**Exercise A**
Can you output the records below as a JSON list of strings, one string per line with blank lines left out, beginning at the line that contains "orange flower shown above." and stopping after the last line of the records?

**Source excerpt**
I wouldn't worry too much about the effect of buy backs. In the short term they tend not to have a great affect (but of course the lower the price at which the buy backs take place the better the long term effect.) RPC has actually out performed the FTSE AS over the last 2 months (see graph) so although it appears to keep going down, it's only in line with overall market sentiment.
TU due 29th, I see last year's issued on 30th March 17 was positive, but see the SP fell around 100p from 29th to 31st then recovered upto the results on 7th June which again were very good-
"Adjusted operating profit up 77% at £308.2m (2016: £174.3m) and adjusted EPS improved 54% to 62.2p (2016 restated: 40.4p) with the statutory basic earnings per share more than doubling."
Naturally the SP tanked again before recovering (stock specific not a general market selloff as FTSE shows).
We are starting from a lower SP, the valuation metrics are 'cheaper' so hard to know the pattern will recur. Of course a negative TU would be a real blow but nothing from the Co to suggest any issues. Fx may affect a little but rate Vs Euro has been much steadier than against the weak dollar so if anything I'd expect raw material costs (generally prices set by USD) to be lower and products (mainly in GBP and Euro) steady.
US Tax changes may impact either way but only small part of the business.
Hard to predict market reaction, but reassuring thing to note is drops were recovered quickly on both events in 2017.
"Revenues for the financial year 2016/2017 are anticipated to be significantly ahead of last year, reflecting contributions from acquisitions and continued underlying organic growth. The Group's overall performance has been encouraging with the adjusted operating profit for the year ahead of management expectations.
The Group's financial position remains robust with good cash flow development.
Not a huge acquisition (75 m) compared to previous deals, SP down very slightly on a down day suggests market is not concerned.
Interesting that it is in Europe which RPC already have 75% of business and is lower growth than other regions (eg Asia) but Polish plant gives access to higher growth Eastern Europe and integration with bpi gives savings. Important in current climate that they have in-house recycling facilities.
7x EBITDA pre-synergy, RPC well experienced in finding synergy benefits. Expect earnings enhancing in first year.
The SP has been on the up for last couple of weeks after a long decline, it could use some encouragement.

**Extracted entries**
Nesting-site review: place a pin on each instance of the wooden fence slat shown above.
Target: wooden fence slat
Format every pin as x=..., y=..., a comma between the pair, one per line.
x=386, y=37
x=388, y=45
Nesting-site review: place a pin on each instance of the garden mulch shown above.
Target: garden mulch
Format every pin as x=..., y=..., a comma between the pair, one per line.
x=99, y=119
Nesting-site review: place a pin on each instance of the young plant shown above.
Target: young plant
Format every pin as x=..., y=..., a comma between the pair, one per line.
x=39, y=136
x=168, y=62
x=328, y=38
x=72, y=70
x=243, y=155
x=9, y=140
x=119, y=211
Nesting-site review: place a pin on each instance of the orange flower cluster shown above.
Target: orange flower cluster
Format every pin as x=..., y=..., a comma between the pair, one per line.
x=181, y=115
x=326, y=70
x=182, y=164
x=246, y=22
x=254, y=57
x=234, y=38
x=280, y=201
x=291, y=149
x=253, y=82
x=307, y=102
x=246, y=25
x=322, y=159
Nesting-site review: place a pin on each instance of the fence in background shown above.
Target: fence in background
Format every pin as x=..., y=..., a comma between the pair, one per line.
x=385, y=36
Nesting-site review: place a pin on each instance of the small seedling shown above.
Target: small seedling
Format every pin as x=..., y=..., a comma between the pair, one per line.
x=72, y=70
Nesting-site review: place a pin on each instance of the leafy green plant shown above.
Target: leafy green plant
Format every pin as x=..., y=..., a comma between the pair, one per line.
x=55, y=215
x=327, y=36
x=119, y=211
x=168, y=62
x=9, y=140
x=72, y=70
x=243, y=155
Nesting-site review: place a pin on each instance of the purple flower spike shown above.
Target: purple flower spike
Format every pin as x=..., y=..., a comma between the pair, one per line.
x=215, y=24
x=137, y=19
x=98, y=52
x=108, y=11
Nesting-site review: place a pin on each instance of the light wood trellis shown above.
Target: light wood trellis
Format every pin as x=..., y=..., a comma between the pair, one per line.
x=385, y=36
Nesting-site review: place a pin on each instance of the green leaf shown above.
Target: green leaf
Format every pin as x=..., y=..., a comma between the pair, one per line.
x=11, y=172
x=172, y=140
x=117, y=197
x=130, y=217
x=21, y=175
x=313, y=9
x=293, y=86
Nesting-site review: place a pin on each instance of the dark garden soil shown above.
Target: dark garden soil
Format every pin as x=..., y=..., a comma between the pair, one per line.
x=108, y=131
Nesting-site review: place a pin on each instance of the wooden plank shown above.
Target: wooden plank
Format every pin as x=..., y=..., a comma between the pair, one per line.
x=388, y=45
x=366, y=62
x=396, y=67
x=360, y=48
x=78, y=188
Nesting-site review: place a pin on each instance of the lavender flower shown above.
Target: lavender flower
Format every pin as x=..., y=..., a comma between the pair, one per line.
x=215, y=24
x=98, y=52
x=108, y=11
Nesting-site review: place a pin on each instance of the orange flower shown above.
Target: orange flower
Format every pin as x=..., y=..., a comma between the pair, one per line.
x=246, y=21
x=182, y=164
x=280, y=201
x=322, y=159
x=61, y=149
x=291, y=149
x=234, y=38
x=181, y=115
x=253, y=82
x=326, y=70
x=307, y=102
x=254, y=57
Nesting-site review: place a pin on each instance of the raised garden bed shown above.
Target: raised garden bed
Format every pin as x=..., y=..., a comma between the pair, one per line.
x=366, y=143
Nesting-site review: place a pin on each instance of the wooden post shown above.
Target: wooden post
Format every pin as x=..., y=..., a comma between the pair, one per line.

**Exercise B**
Could you write what comes next in the text on RPC's share price, picking up right after its last sentence?

**Expected output A**
[
  "Nesting-site review: place a pin on each instance of the orange flower shown above.",
  "Target: orange flower",
  "Format every pin as x=..., y=..., a comma between the pair, one per line.",
  "x=246, y=21",
  "x=182, y=164",
  "x=280, y=201",
  "x=322, y=159",
  "x=61, y=149",
  "x=291, y=149",
  "x=234, y=38",
  "x=181, y=115",
  "x=253, y=82",
  "x=326, y=70",
  "x=307, y=102",
  "x=254, y=57",
  "Nesting-site review: place a pin on each instance of the raised garden bed shown above.",
  "Target: raised garden bed",
  "Format every pin as x=..., y=..., a comma between the pair, one per line.",
  "x=366, y=143",
  "Nesting-site review: place a pin on each instance of the wooden post shown above.",
  "Target: wooden post",
  "Format every pin as x=..., y=..., a comma between the pair, one per line."
]

**Expected output B**
"Plastic packaging manufacturer RPC has been under pressure to prove its long-running acquisition programme is creating value for shareholders, and not masking a lacklustre operating performance. Management have put a hold on acquisitions while it deals with those concerns.
So far, we think the results are good. Organic growth is healthy and exceptional integration costs, the focus of much of the investor discontent, are falling. As a result cash generation catching up with headline profits. From an operations perspective the company looks healthy, and the group looks set to maintain its 25-year track record of dividend growth.
But RPC is facing new pressures. This time from of regulation.
Following the airing of popular TV show 'Blue Planet', the UK government has faced calls to tighten up rules on plastic waste. The EU has followed suit, and is already looking at tightening controls.
RPC argues that it's well placed to weather the political turbulence, and could even benefit.
The group is Europe's leading recycler of polyethylene film and the majority of its products are recyclable. Its focus on innovation should mean it can respond quickly to demand for more easily recyclable products. Innovation centres are reportedly actively researching bio-based polymers and compostable materials that break down completely when treated correctly at the end of their life.
We tend to agree that RPC's scale and focus on innovation are significant advantages. However, it's unlikely the group would escape a crackdown on plastic completely unscathed.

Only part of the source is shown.